• **Halaman**:
Pagi tadi saya melewati sebuah rumah dan melihat seorang isteri 
mengantar suaminya sampai pagar depan rumah. "Yah, beras sudah habis 
loh..." ujar isterinya. Suaminya hanya tersenyum dan bersiap 
melangkah, namun langkahnya terhenti oleh panggilan anaknya dari 
dalam rumah, "Ayah..., besok Agus harus bayar uang praktek". 

"Iya..." jawab sang Ayah. Getir terdengar di telinga saya, apalah 
lagi bagi lelaki itu, saya bisa menduga langkahnya semakin berat. 

Ngomong-ngomong, saya jadi ingat pesan anak saya semalam, "besok 
beliin lengkeng ya Pa" dan saya hanya menjawabnya dengan "Insya 
Allah" sambil berharap anak saya tak kecewa jika malam nanti tangan 
ini tak berjinjing buah kesukaannya itu. 

Di kantor, seorang teman menerima SMS nyasar, "jangan lupa, pulang 
beliin susu Nadia ya". Kontan saja SMS itu membuat teman saya 
bingung dan sedikit berkelakar, "ini, anak siapa minta susunya ke 
siapa". Saya pun sempat berpikir, mungkin jika SMS itu benar-benar 
sampai ke nomor sang Ayah, tambah satu gundah lagi yang bersemayam. 
Kalau tersedia cukup uang di kantong, tidaklah masalah. Bagaimana 
jika sebaliknya?

Banyak para Ayah setiap pagi membawa serta gundah mereka, mengiringi 
setiap langkah hingga ke kantor. Keluhan isteri semalam tentang uang 
belanja yang sudah habis, bayaran sekolah anak yang tertunggak sejak 
bulan lalu, susu si kecil yang tersisa di sendok terakhir, bayar 
tagihan listrik, hutang di warung tetangga yang mulai sering 
mengganggu tidur, dan segunung gundah lain yang kerap membuatnya 
terlamun. 

Tidak sedikit Ayah yang tangguh yang ingin membuat isterinya 
tersenyum, meyakinkan anak-anaknya tenang dengan satu kalimat, "Iya, 
nanti semua Ayah bereskan" meski dadanya bergemuruh kencang dan 
otaknya berputar mencari jalan untuk janjinya membereskan semua 
gundah yang ia genggam.

• **Uraian Tugas**: Kutip tanpa perubahan bagian tulisan tentang gundah para ayah dari "Ngomong-ngomong, saya jadi" sampai "buah kesukaannya itu.". Baris-baris setelah ini diambil dari sumber lain.

• **Data yang Diberikan**:
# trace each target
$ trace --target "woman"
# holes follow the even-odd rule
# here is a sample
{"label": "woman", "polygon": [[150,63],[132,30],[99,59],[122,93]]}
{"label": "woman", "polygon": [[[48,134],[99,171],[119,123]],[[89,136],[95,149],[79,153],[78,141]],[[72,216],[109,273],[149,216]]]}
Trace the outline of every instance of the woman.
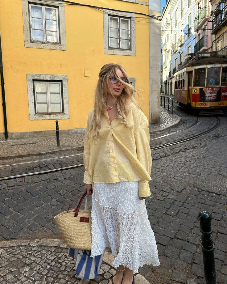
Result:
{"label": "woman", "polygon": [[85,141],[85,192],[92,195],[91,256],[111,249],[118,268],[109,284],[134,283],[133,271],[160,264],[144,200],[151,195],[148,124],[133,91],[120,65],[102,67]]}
...
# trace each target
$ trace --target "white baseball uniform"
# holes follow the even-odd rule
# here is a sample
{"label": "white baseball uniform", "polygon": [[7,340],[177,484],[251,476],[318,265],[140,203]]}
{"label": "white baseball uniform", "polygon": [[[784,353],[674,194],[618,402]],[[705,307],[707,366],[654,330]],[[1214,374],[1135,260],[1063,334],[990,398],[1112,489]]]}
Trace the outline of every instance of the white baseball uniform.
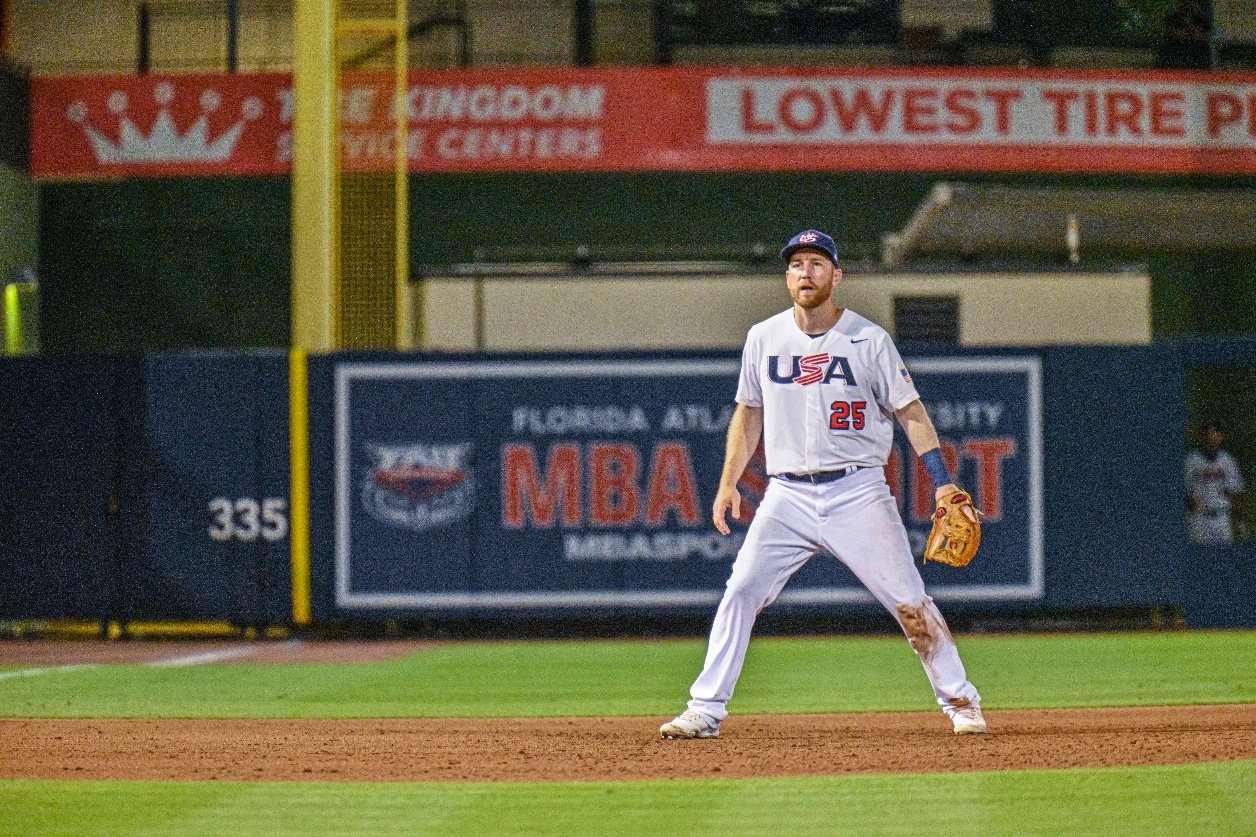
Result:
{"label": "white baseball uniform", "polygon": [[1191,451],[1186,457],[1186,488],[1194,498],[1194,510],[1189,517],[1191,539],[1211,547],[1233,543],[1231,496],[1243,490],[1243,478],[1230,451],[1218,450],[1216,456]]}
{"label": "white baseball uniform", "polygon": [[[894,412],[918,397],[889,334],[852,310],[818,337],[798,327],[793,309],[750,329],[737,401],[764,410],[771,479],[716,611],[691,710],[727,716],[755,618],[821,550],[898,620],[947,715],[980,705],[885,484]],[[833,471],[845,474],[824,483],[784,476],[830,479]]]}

• **Jawaban**:
Ngomong-ngomong, saya jadi ingat pesan anak saya semalam, "besok 
beliin lengkeng ya Pa" dan saya hanya menjawabnya dengan "Insya 
Allah" sambil berharap anak saya tak kecewa jika malam nanti tangan 
ini tak berjinjing buah kesukaannya itu.